# Raw data
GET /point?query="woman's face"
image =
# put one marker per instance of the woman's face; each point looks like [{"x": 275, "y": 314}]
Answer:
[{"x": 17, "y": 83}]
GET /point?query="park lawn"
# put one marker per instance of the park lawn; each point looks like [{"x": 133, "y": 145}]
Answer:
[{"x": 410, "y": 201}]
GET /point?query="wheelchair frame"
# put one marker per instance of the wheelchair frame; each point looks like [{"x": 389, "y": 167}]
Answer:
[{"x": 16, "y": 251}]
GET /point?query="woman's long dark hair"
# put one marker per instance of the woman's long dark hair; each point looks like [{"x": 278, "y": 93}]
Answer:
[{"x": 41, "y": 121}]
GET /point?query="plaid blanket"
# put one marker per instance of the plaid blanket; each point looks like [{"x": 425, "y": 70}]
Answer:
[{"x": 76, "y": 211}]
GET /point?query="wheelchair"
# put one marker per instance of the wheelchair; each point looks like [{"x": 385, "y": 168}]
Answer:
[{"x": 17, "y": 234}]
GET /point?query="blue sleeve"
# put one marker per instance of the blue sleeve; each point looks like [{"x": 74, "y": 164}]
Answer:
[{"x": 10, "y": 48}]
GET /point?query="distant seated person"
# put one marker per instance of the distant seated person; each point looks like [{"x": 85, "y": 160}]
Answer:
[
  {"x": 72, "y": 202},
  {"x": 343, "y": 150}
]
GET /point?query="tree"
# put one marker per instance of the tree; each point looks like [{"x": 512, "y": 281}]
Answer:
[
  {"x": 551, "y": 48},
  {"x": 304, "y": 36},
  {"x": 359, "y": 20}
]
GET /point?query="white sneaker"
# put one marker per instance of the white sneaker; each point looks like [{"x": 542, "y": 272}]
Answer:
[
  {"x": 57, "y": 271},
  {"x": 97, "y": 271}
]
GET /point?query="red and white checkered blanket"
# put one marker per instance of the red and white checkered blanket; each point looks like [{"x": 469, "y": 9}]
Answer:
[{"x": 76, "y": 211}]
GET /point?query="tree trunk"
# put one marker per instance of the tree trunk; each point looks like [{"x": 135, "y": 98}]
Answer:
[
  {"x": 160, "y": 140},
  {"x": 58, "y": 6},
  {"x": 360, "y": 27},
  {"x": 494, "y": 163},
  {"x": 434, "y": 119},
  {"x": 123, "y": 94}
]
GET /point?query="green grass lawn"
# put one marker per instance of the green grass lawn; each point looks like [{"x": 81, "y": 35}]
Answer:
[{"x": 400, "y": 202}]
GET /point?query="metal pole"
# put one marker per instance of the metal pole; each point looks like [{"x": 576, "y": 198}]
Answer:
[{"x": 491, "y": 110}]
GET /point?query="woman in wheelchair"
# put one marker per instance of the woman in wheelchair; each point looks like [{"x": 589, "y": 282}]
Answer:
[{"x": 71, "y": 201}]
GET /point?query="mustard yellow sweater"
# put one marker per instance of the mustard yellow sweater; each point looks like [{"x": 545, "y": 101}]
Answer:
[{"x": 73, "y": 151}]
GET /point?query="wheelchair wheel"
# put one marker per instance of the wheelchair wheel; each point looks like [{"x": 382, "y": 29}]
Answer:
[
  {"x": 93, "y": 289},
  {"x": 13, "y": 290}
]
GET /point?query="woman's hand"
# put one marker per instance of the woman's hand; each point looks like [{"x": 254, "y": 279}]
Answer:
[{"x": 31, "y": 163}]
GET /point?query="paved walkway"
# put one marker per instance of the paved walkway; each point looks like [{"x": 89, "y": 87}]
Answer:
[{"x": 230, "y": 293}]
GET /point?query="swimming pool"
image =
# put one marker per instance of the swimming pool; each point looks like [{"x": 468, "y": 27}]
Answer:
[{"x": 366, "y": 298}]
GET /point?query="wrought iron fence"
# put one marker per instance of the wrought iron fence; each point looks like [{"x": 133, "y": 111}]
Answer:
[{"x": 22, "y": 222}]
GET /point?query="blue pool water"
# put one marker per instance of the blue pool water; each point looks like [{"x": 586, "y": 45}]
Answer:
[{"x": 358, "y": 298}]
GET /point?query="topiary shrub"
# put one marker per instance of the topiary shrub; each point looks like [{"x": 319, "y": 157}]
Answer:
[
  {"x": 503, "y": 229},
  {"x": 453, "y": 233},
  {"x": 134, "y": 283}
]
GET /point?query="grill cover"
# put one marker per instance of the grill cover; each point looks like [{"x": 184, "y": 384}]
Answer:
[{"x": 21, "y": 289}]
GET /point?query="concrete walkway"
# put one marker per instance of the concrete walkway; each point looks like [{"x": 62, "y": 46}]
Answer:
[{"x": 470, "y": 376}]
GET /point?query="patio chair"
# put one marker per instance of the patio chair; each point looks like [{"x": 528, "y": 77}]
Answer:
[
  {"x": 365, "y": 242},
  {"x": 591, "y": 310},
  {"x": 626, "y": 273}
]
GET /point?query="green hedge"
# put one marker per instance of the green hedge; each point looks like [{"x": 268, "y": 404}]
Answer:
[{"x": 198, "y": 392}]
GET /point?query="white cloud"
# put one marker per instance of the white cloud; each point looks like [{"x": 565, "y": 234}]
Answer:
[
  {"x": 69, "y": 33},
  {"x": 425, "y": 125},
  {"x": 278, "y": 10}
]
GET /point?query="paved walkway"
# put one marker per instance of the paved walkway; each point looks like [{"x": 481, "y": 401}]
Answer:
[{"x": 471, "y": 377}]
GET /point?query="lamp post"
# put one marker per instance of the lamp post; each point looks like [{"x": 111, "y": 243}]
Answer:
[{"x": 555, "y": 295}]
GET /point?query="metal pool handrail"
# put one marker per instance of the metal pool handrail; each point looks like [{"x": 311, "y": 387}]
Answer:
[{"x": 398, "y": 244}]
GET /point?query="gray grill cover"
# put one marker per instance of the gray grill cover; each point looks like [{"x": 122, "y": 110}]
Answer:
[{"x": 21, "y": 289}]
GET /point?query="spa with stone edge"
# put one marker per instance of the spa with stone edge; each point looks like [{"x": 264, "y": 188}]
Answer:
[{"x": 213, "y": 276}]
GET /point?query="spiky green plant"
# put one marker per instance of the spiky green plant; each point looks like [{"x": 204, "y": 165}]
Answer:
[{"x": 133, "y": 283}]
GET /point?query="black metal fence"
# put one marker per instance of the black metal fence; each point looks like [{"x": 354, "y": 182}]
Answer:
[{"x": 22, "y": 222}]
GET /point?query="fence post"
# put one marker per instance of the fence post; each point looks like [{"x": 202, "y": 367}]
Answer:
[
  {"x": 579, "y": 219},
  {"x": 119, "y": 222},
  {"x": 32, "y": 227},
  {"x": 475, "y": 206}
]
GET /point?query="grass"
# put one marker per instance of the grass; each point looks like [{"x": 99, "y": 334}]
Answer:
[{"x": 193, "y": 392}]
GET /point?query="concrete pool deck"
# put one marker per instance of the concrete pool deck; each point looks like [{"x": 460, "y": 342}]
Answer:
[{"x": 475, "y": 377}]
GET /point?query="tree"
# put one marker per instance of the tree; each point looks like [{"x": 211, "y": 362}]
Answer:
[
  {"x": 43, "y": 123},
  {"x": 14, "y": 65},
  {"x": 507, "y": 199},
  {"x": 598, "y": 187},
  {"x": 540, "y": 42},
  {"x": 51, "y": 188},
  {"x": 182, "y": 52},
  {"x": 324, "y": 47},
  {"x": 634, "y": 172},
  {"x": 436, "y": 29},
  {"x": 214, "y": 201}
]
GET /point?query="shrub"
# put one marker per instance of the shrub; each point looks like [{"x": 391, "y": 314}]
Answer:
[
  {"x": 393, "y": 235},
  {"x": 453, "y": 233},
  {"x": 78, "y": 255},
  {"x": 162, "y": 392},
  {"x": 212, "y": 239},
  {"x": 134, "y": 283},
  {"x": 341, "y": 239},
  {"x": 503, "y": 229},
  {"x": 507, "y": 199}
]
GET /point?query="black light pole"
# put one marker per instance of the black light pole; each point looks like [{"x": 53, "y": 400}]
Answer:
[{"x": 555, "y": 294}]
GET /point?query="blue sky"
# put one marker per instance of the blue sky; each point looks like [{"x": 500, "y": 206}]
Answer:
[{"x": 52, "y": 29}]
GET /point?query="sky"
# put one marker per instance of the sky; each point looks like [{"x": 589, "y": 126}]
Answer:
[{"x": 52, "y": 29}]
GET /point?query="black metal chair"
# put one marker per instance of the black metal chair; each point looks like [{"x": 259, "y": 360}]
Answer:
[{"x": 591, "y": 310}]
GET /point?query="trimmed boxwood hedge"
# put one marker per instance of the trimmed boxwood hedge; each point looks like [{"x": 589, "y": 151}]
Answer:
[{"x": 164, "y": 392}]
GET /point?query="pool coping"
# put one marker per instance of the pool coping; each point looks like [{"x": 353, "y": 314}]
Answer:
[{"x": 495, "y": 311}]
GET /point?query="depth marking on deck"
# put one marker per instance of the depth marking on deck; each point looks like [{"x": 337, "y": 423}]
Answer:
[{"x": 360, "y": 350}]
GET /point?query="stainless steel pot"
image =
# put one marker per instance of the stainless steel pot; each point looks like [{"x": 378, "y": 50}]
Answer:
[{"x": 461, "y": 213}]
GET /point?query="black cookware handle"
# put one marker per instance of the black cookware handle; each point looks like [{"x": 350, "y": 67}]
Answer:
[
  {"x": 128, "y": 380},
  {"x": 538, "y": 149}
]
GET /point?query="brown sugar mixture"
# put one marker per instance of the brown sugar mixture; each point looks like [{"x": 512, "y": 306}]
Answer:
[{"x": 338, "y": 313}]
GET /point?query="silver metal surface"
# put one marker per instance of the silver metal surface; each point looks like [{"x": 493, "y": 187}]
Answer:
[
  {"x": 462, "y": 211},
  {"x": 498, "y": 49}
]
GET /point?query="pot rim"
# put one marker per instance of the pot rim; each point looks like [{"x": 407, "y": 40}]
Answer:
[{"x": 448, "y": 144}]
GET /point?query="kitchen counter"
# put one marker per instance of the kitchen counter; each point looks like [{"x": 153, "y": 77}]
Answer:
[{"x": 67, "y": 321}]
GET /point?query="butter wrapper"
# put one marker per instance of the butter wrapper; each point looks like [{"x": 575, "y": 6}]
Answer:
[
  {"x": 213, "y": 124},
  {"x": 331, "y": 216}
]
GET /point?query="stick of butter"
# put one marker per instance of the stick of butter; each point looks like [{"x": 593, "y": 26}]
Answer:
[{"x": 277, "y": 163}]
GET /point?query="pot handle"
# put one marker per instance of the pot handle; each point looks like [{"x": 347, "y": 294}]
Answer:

# Task item
Filter the data above down to lines with the word "white", and copy them.

# Response box
GET /point?query="white sneaker"
# put one marker per instance of the white sneaker; each point looks like [{"x": 542, "y": 272}]
GET /point?query="red and white checkered blanket"
# put one marker per instance of the red and white checkered blanket; each point looks like [{"x": 469, "y": 9}]
GET /point?query="white cloud"
# put one marker per instance of the white cloud; each point looks like [{"x": 565, "y": 234}]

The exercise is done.